• Exercise
Answer these questions about the metasurface text below:
1. What do θ and φ represent?
2. Under what incident angle is the scattering pattern considered?
3. How does the length of the coding element affect the split angle?

• Source
Brainwave signal processing: a the process of signal extraction and transmission; b coding sequences corresponding to the four attention intervals; c brainwaves for attention interval 0–25; d brainwaves for attention interval 25–50; e brainwaves for attention interval 50–75; f brainwaves for attention interval 75–100

Scattering pattern control

When plane waves impinge on a reflective coding metasurface, the far-field scattering pattern can be expressed as [28, 41, 42]:

$$F(\theta ,\varphi ) = f_{m,n} (\theta ,\varphi )S_{a} (\theta ,\varphi )$$
(1)

where θ and φ represent the elevation and azimuth angles, respectively; fm,n(θ,φ) is the scattering pattern function of the coding unit and can be considered as a constant due to the sub-wavelength size of meta-atoms. Sa(θ,φ) is the array factor, which can be expressed as

$$\begin{gathered} S_{a} \left( {\theta , \, \varphi } \right) = \sum\limits_{m = 1}^{M} {\sum\limits_{n = 1}^{N} {\exp \left\{ {j\left[ {\varphi_{m,n} + k_{0} D_{x} (m - 1/2)(\sin \theta \cos \varphi - \sin \theta_{i} \cos \varphi_{i} )} \right.} \right.} } \hfill \\ \, \left. {\left. { + k_{0} D_{y} (n - 1/2)(\sin \theta \sin \varphi - \sin \theta_{i} \sin \varphi_{i} )} \right]} \right\} \hfill \\ \end{gathered}$$
(2)

where k0 is the wave vector of EM waves in free space, M and N the number of units in x and y directions, φm,n the phase response of coding elements at position (m,n). Dx and Dy are the sizes of elements in x and y directions. θi represents the incident angle and here we consider the scattering pattern under normal incidence, that is, θi = 0°. Then, the far-field scattering pattern can be simplified as

$$\begin{gathered} F(\theta ,\phi ) = C\sum\limits_{m = 1}^{M} {\sum\limits_{n = 1}^{N} {\exp } } \{ j\left[ {\varphi_{m,n} + k_{0} D_{x} (m - 1/2)(\sin \theta \cos \varphi )} \right. \hfill \\ \begin{array}{*{20}c} {\begin{array}{*{20}c} {} & {} \\ \end{array} } & {} & {} \\ \end{array} \left. {\left. { + k_{0} D_{y} (n - 1/2)(\sin \theta \sin \varphi )} \right]} \right\} \hfill \\ \end{gathered}$$
(3)

According to Eq. (3), when the coding sequence is changed, the length of Dx will be changed, and correspondingly the far-field scattering pattern will also be changed. The scattered beam will be split for non-uniform coding sequences and the split angle is depedent on the length of coding element Dx. The longer the coding element, the smaller the split angle. Considering the mapping between the scattering patterns and the four attention intensity intervals, it can be concluded that the intenser the attention, the more concentrated the metasurface’s scattering pattern.

• Source material
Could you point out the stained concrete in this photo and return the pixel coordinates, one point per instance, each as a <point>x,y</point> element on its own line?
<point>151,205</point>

• Exercise solution
1. The elevation and azimuth angles, respectively.
2. Normal incidence, θi = 0°.
3. The longer the coding element, the smaller the split angle.